> Problem description: Please print the listing below unchanged, from its first line up to and including the line containing "M81 71L71 71L66".

> Records for this task:
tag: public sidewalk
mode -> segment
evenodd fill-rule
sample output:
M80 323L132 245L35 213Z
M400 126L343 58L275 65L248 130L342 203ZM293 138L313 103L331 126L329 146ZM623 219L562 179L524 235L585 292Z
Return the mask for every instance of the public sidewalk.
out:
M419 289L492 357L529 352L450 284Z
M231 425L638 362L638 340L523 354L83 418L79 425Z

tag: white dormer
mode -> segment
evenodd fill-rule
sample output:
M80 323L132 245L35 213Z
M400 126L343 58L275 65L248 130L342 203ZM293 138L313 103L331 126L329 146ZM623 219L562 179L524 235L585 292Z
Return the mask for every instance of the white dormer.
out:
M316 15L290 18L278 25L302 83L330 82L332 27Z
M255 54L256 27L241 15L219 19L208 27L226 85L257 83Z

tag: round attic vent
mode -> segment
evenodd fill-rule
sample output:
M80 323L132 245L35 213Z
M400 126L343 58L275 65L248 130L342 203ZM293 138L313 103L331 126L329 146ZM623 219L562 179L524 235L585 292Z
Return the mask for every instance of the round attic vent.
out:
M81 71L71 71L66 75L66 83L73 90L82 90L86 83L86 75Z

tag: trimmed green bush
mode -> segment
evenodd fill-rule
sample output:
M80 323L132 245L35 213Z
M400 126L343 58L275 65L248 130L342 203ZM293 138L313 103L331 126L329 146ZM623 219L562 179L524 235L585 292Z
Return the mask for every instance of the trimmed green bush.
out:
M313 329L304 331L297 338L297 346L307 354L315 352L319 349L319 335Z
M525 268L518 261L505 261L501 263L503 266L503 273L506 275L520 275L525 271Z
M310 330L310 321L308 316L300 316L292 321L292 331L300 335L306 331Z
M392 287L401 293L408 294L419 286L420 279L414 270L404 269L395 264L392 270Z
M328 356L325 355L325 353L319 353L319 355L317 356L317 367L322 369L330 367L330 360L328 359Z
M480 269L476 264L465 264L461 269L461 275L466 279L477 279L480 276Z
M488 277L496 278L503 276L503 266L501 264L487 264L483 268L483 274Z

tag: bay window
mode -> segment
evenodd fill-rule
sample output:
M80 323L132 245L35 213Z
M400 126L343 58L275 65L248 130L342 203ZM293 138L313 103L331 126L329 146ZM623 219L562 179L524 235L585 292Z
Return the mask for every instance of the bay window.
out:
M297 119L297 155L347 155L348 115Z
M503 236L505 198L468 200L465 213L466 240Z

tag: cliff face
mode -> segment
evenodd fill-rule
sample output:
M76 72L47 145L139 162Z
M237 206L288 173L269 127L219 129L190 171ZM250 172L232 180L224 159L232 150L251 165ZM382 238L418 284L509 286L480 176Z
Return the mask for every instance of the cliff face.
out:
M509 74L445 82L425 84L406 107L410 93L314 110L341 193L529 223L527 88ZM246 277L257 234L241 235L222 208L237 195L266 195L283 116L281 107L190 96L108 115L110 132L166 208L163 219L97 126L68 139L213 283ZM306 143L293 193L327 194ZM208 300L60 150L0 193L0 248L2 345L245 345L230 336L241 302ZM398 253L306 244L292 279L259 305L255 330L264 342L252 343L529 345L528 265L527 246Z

> Answer to the task:
tag: public sidewalk
mode -> segment
evenodd fill-rule
sample output:
M80 323L132 245L35 213Z
M400 126L343 58L275 65L248 130L342 203ZM293 138L313 103L331 126L329 146ZM623 219L562 179L524 235L585 292Z
Return the mask for every instance of the public sidewalk.
out:
M419 289L492 357L529 352L450 284Z
M231 425L638 362L638 340L523 354L83 418L79 425Z

tag: white dormer
mode -> segment
evenodd fill-rule
sample output:
M80 323L132 245L35 213Z
M400 126L343 58L275 65L248 130L342 203ZM293 138L313 103L331 126L329 146ZM623 219L562 179L524 235L585 292Z
Return the mask for every instance of the white dormer.
out:
M316 15L290 18L278 25L302 83L330 82L332 27Z
M255 54L256 27L241 15L219 19L208 27L226 85L257 83Z

tag: round attic vent
mode -> segment
evenodd fill-rule
sample output:
M80 323L132 245L35 213Z
M400 126L343 58L275 65L248 130L342 203ZM293 138L313 103L331 126L329 146ZM623 219L562 179L524 235L585 292Z
Return the mask for every instance of the round attic vent.
out:
M81 71L71 71L66 75L66 83L73 90L82 90L86 83L86 75Z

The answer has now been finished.